EXERCISE DESCRIPTION: Copy out, exactly and with nothing else, the stretch of lines that starts at the line containing "Would you kindly indicate the white building" and finishes at the end of the data.

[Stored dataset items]
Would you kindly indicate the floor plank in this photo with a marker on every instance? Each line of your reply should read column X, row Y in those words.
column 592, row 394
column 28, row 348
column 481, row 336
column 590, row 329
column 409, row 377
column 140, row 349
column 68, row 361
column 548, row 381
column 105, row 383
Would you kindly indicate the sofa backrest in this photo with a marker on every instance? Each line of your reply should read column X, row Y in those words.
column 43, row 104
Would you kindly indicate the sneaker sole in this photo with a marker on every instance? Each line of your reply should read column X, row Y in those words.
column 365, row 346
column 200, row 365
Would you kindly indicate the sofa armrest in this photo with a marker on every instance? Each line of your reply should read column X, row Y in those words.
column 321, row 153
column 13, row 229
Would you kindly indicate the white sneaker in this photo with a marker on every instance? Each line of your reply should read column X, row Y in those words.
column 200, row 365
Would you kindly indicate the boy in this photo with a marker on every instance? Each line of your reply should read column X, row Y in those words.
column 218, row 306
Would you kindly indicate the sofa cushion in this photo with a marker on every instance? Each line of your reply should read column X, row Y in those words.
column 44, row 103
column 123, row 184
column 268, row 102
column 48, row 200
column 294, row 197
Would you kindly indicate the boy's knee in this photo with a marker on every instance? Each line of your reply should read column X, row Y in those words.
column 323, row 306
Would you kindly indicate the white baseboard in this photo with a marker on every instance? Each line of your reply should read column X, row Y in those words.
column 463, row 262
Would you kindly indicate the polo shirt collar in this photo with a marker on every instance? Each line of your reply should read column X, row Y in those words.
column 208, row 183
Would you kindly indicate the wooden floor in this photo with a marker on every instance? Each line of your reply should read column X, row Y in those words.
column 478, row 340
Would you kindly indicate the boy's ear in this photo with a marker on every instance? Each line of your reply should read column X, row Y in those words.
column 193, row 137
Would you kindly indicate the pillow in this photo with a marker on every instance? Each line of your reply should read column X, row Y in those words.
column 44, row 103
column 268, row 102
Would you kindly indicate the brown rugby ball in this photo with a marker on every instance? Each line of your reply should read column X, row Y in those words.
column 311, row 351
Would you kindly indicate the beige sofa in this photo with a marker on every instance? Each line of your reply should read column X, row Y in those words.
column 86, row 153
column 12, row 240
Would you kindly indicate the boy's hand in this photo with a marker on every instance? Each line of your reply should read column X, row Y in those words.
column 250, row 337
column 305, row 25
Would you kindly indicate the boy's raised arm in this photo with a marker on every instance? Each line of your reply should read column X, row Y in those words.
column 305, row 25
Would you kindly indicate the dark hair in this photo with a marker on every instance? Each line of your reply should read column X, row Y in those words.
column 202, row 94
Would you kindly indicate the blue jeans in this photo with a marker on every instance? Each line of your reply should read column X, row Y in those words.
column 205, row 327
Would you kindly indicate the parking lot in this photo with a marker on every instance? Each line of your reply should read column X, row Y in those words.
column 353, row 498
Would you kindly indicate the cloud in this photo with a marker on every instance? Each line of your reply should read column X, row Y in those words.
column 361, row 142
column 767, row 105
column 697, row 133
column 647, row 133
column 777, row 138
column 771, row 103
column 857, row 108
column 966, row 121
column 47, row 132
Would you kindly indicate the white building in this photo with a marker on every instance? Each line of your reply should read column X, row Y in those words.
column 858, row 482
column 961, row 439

RESULT BELOW:
Would you kindly indicate the white building in this photo with a marker on every instance? Each line of your reply should read column X, row Y in those words.
column 858, row 482
column 961, row 439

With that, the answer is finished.